In the passage on China's leadership factions below, copy out the part that opens with the words containing "The first of" and closes with "the moderate faction.", changing "Peking group" to "Peking faction".

### DOCUMENT EXCERPT
:::
The eclipse of the civilian bureaucrats by the military did not last long, however. In the wake of Lin Piao's death in a plane crash in September 1971 and his subsequent disgrace as a plotter against Mao's life, the PLA's political fortunes waned. At the Tenth Party Congress in August 1973 the proportion of active military men elected to the Central Committee decreased from about half to less than one-third.17 Perhaps even more significant was the transfer at the end of the year of eight of the eleven military regional commanders to other regional commands, seriously undermining their potent political bases in the provinces.18
The four-way division of the leadership at the onset of the Cultural Revolution had now become a three-way split, with the Party and government factions combining into one (sometimes called the Peking group), while the other two factions, the Party radicals (sometimes identified as the Shanghai group) and the PLA, retained essentially the same makeup. The Shanghai group, as before, was closest to Mao in outlook. It seemed to have unique access to the media and to exercise strong influence in the educational field. With Mao's apparent blessing this faction launched a series of polemical campaigns against the resurgent Party and government bureaucrats of the Peking group.
The first of these campaigns, ostensibly to criticize Lin Piao and Confucius, was launched in February 1974 with the announced purpose of saving China from falling back into revisionism.19 It did not prove to be very effective. In fact, by disrupting production it may have done more to strengthen the hand of the moderate Peking group, which was emphasizing unity and stability, than to weaken it. In any case, it did not prevent the convening of the Fourth National People's Congress in January 1975, which in effect endorsed the "revisionist" economic priorities of the moderate faction.
Thus Premier Chou En-lai's "Report on the Work of the Government," which was approved by the Congress, held up "the comprehensive modernization of agriculture, industry, national defense, and science and technology before the end of the century" as China's "splendid goal."20 The new constitution, also approved by the Congress, in Articles 5 and 7 endorsed material incentives in the form of sideline production and private plots, while Article 9 affirmed that the state should apply the principle: "From each according to his ability, to each according to his work."
The Fourth National People's Congress (NPC) also confirmed the return of many of the old "powerholders," purged during the Cultural Revolution, to government office. They were led by Teng Hsiao-ping, whose rise since his rehabilitation in 1973 had been spectacular. The PLA's loss of political influence was emphasized by Teng's appointment as PLA chief of staff, the first civilian ever to hold this position.21 The radical faction's power within the Party was not reflected in the Fourth NPC's appointments to high government office, except for Chang Chun-chiao, who became head of the PLA's General Political Department as well as a deputy premier just behind Teng in rank. But it was not clear whether Chang's high offices reflected his abandonment of the radical faction or an effort to bring that group into a unified national leadership. Mao's conspicuous absence from the Fourth NPC also raised doubts about the extent to which unity had been achieved.
:::
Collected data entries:
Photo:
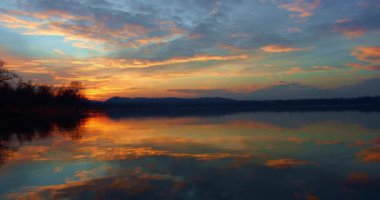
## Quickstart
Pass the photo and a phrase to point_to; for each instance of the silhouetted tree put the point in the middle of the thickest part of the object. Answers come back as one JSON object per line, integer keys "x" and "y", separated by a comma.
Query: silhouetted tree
{"x": 16, "y": 92}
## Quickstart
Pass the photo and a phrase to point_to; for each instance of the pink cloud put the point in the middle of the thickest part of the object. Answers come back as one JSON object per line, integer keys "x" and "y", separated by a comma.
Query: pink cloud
{"x": 280, "y": 49}
{"x": 304, "y": 8}
{"x": 368, "y": 54}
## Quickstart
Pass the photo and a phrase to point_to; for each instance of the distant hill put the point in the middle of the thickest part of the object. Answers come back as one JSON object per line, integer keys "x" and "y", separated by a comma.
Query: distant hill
{"x": 214, "y": 103}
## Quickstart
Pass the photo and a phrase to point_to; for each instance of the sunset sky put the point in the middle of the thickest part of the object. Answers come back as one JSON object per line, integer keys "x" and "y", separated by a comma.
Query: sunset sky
{"x": 243, "y": 49}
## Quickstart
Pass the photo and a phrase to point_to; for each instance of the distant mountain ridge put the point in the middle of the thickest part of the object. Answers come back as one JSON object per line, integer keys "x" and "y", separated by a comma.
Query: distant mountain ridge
{"x": 214, "y": 103}
{"x": 170, "y": 100}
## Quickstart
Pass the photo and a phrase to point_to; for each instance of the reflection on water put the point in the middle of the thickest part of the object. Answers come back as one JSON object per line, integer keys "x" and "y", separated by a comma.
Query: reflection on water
{"x": 326, "y": 155}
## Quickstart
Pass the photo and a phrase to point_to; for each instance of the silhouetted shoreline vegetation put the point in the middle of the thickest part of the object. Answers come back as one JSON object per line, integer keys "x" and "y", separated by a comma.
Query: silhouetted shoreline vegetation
{"x": 18, "y": 97}
{"x": 26, "y": 99}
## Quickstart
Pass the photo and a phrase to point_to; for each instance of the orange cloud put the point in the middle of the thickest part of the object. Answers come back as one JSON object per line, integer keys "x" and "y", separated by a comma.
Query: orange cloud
{"x": 285, "y": 163}
{"x": 371, "y": 154}
{"x": 84, "y": 35}
{"x": 305, "y": 8}
{"x": 350, "y": 32}
{"x": 280, "y": 49}
{"x": 369, "y": 54}
{"x": 364, "y": 67}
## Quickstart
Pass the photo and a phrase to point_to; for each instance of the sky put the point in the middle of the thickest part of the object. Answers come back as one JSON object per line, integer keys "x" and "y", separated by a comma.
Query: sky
{"x": 242, "y": 49}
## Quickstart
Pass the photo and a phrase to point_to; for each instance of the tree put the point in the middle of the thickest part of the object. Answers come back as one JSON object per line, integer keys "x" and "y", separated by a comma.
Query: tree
{"x": 5, "y": 75}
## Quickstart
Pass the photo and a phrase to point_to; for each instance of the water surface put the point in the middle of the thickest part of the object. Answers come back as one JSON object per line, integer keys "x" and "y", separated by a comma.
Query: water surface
{"x": 262, "y": 155}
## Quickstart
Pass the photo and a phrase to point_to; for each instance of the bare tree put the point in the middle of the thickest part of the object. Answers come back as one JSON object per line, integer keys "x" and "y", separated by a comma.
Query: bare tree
{"x": 5, "y": 75}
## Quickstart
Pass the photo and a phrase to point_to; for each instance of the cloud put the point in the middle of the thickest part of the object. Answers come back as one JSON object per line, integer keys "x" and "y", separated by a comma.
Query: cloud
{"x": 368, "y": 54}
{"x": 293, "y": 90}
{"x": 280, "y": 49}
{"x": 304, "y": 8}
{"x": 285, "y": 163}
{"x": 352, "y": 32}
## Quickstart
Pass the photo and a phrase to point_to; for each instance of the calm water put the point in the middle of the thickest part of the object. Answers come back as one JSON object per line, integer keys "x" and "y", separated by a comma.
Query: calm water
{"x": 317, "y": 155}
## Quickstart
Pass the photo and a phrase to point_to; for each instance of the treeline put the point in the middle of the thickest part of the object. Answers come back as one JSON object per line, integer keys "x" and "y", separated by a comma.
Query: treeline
{"x": 14, "y": 92}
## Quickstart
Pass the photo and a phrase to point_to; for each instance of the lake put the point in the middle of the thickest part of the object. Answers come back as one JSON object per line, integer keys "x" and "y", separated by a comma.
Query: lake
{"x": 256, "y": 155}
:::
### CORRECT RESULT
The first of these campaigns, ostensibly to criticize Lin Piao and Confucius, was launched in February 1974 with the announced purpose of saving China from falling back into revisionism.19 It did not prove to be very effective. In fact, by disrupting production it may have done more to strengthen the hand of the moderate Peking faction, which was emphasizing unity and stability, than to weaken it. In any case, it did not prevent the convening of the Fourth National People's Congress in January 1975, which in effect endorsed the "revisionist" economic priorities of the moderate faction.